▶ **Extracted data**:
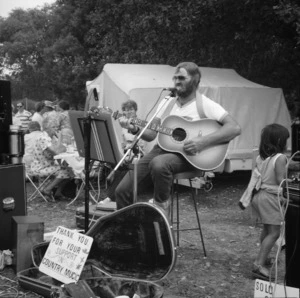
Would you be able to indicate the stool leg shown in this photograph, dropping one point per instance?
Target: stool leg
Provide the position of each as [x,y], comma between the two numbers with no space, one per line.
[177,214]
[198,219]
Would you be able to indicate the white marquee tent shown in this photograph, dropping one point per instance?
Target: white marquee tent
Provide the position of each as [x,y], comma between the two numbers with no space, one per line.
[251,104]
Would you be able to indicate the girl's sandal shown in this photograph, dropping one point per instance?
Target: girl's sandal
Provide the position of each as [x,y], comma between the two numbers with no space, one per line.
[261,273]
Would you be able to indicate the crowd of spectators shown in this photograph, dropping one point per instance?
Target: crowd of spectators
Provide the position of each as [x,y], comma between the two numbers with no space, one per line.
[47,131]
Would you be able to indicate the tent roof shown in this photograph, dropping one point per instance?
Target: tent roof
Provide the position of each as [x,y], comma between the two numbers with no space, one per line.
[139,76]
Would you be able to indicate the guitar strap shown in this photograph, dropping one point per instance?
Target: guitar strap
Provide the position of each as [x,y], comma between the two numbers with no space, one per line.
[199,103]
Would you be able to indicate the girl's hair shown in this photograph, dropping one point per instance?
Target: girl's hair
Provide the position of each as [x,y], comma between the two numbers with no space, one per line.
[129,104]
[63,104]
[273,140]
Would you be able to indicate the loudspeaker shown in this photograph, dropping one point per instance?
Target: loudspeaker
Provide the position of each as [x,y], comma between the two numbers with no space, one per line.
[292,250]
[28,231]
[12,200]
[296,138]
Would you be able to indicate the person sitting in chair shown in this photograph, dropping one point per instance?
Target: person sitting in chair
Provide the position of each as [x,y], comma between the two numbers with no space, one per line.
[159,165]
[29,142]
[48,145]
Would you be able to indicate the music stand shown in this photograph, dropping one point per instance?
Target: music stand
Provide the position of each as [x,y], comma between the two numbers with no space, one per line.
[95,140]
[103,144]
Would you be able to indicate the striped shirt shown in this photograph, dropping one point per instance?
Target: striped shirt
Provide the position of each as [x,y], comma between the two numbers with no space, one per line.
[25,118]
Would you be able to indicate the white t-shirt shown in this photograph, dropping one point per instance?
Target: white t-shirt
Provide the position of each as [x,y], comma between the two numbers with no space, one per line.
[189,111]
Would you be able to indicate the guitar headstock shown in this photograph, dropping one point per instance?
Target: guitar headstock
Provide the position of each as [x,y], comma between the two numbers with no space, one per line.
[116,115]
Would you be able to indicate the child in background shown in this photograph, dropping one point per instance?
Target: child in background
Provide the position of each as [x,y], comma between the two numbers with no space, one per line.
[271,163]
[129,108]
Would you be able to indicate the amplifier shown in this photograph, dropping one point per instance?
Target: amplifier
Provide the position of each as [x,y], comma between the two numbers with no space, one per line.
[293,191]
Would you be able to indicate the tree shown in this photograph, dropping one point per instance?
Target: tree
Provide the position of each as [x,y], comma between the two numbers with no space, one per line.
[54,51]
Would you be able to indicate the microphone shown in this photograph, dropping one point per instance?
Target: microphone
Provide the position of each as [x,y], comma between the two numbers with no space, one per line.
[95,94]
[172,90]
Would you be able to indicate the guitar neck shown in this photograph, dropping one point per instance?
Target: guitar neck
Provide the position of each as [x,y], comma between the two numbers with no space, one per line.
[143,123]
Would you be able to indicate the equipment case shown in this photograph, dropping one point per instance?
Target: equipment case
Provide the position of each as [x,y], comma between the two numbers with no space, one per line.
[133,249]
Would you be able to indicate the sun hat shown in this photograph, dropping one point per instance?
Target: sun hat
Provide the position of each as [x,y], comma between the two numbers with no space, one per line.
[49,104]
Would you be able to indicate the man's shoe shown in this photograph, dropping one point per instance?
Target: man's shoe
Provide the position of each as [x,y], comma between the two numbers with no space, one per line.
[164,206]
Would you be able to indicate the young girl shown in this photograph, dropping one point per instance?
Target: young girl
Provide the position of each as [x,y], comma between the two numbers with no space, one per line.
[271,163]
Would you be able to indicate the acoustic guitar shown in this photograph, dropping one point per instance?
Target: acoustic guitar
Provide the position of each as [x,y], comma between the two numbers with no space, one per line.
[175,130]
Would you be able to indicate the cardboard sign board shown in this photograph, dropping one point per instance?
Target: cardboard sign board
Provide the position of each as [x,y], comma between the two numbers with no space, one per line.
[265,289]
[66,255]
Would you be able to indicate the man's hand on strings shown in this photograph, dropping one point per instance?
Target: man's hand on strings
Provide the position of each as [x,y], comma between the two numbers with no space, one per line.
[192,147]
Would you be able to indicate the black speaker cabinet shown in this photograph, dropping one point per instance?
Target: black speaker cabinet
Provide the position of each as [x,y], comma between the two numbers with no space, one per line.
[12,200]
[292,238]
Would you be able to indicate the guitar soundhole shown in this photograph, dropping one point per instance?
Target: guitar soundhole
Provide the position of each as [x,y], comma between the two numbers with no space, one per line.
[179,134]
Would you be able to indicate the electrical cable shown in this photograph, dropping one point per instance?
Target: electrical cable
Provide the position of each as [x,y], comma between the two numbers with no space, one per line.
[285,203]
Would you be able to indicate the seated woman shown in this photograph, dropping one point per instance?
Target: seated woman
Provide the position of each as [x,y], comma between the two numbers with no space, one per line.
[29,142]
[46,146]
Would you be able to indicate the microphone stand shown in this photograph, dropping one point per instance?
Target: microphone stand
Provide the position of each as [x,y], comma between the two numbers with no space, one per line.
[112,173]
[87,150]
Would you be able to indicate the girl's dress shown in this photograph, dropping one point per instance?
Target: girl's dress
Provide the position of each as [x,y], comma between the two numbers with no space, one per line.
[265,205]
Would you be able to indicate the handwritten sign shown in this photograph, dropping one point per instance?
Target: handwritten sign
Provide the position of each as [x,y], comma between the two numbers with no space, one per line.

▶ **The problem**: Please retype every record shown above, exactly as written, but without pictures.

▶ **Response**:
Would you be able to indicate the stool leg shown in this photograph, dropping one point per instance?
Target: stool leg
Provide the position of each as [x,y], comma between the two numbers with no space, one per line.
[177,214]
[198,219]
Would you be able to indicate the white marquee tent shown in this photograph, dropping one point per instance?
Target: white marquee tent
Provide the position of each as [x,y], comma between the two numbers with no space, one per line.
[251,104]
Would you be able to indicate the girl's sandal shown in this photograph, dropping one point per instance?
Target: girl's sandal
Provide the position of each as [x,y], comma between the two numbers with no space, one per line.
[261,273]
Would you be able to indicate the crowd of spectators shown in this photograph, dropping one point per instance?
Target: crowd of spectators
Provide the position of each as [x,y], comma between the two numbers with no space, one per line.
[47,131]
Would you be able to indicate the tent roof shown in this photograph, dropping one point per instance?
Target: tent roof
Provide the position of each as [x,y], comma between the two numbers with no space, one per line.
[139,76]
Would you be able to indicate the guitar strap shown in this photograph, dropping one point per instance?
Target: guitar strap
Provide the position of each as [x,y], comma between the two numbers with no space, one per line.
[199,103]
Would you be able to indicate the girl's hair shown in this photograph, dropping one point per instance?
Target: girl's hair
Provide the position of each as [x,y], comma between the two numbers with no space, one per line.
[129,104]
[63,104]
[273,140]
Would you be able to indicate the loudspeaker shown in this photograph, dropping one point per instance?
Target: loudspeaker
Provide the position of each as [x,y], comma between the two numbers with no space, one per line.
[292,250]
[28,231]
[12,200]
[296,138]
Would you be able to indicate the person sitting in chair shown in this photograph, dropping one point per instance?
Target: person sitting in chair
Provide the position of each as [x,y], comma between the two numbers with no space, one per line.
[159,165]
[29,142]
[48,145]
Would you be able to indicate the music stand shown in this photograph, dropping one point per instance?
Target: music stand
Provide the position of each as [x,y], comma between the two numbers with no space, one per line.
[95,140]
[103,144]
Would you be able to indicate the striped shirt shown in this photograph, dropping one point per instance?
Target: striped shirt
Provide the position of each as [x,y], comma between the two numbers with no space, one per line.
[25,118]
Would you be able to indicate the white t-shirt shown in this photograph, dropping one point per instance?
Target: white t-shirt
Provide the position of each as [x,y], comma between the two numbers with no space, one per line.
[189,111]
Would you be able to indicate the guitar headstock shown in this photograph, dropping one point per instance?
Target: guitar headstock
Provide the position of each as [x,y], comma between the two numbers with no space, one per line.
[116,115]
Would you be able to indicate the child in background shown in this photograph, dropping one point per instance?
Target: child in background
Provide the position of each as [x,y], comma between the two numbers with no space, one per line.
[271,163]
[129,108]
Would you be able to indicate the amplifier shown in this photograph, dropping one point per instance?
Target: amplifier
Provide the position of each as [x,y], comma between the two numbers with no space, one per line.
[293,191]
Would you be able to indicate the tree shown in this photograph, dropping one point per instance?
Target: tree
Provide the position of each as [x,y], comma between the two numbers with no space, one per line.
[54,51]
Would you be able to indicate the microphone shown in this photograph, dropping one point per instance?
Target: microphone
Provide the position of each as [x,y], comma between the two numbers with no space, one per line.
[95,94]
[172,90]
Would you be able to indicate the guitar neck shown in this photograph, dropping one point per instance?
Target: guitar neck
Provide the position of each as [x,y], comma between the two numbers with no space, one per line.
[143,123]
Would you be able to indicate the equipment case shown in this photograph, dropping one point per instance?
Target: equipment case
Provide the position of each as [x,y], comma between the two numbers with no space, one per line.
[133,249]
Would you be able to indicate the sun hat shown in this photograph, dropping one point per instance?
Target: sun hat
Provide the position of each as [x,y], comma between the two numbers with no space, one per line.
[49,104]
Would you be able to indicate the man's shoe shown in this photograph, dropping one point per instance?
Target: man's shoe
Provide the position of each as [x,y], comma between the two numbers with no space, one per line.
[164,206]
Would you be able to indicate the young girl shown in this photograph, dropping one point per instance?
Target: young girl
Provide the position of each as [x,y], comma between the two numbers with no space, one per line.
[271,163]
Would you be able to indicate the acoustic guitar shown in this photograph, dropping one point per instance?
Target: acoustic guitar
Provide the position of each as [x,y], comma between the two numbers with no space, one per line.
[175,130]
Would you be able to indicate the cardboard sign board shown in this photograph, dropping one point per instance?
Target: cardboard sign board
Provide the position of each as [x,y], comma between the two numbers with no space, one per line.
[265,289]
[66,255]
Would you be able to indicate the man's hand on strings shown in this photograph, dropping one point per instance?
Target: man's hand on strings
Provide the position of each as [x,y], comma between the two numbers with no space, one per line.
[192,147]
Would you be able to indicate the black speaker cabinet shown in this photograph, dropping one point per instance?
Target: black speaker cabinet
Provide the position of each as [x,y], comma between the two numbers with no space, one per line.
[12,200]
[292,238]
Would you be able to indicate the guitar soundhole shown in this photograph, dropping one point per instance?
Target: guitar soundhole
Provide the position of each as [x,y], comma between the two numbers with no space, one per line.
[179,134]
Would you be able to indicate the electrical cable shown in this photograph, dropping one point per instance?
Target: electrical cable
Provide the position of each as [x,y], comma between the two numbers with no space, one per line.
[285,203]
Would you be able to indicate the seated woman shown in this photograph, dropping one point per instance?
Target: seated woman
Provide the position of each as [x,y], comma between the two numbers with no space, one per line.
[29,142]
[46,146]
Would you be able to indicate the microphone stand shown in this photograph, dropping one point per instance?
Target: microphone stand
Provide the position of each as [x,y], comma between the two numbers with no space, one per line.
[112,173]
[87,150]
Would you be able to indicate the girl's dress shown in this photograph, dropping one point per instance?
Target: girl's dress
Provide the position of each as [x,y], comma between the two numbers with no space, one per line.
[265,205]
Would you be able to indicate the handwritten sign shown in this photograph, dropping one point per instance?
Target: handwritten sign
Provide the position of each as [x,y], comma between the two numbers with no space, one per line.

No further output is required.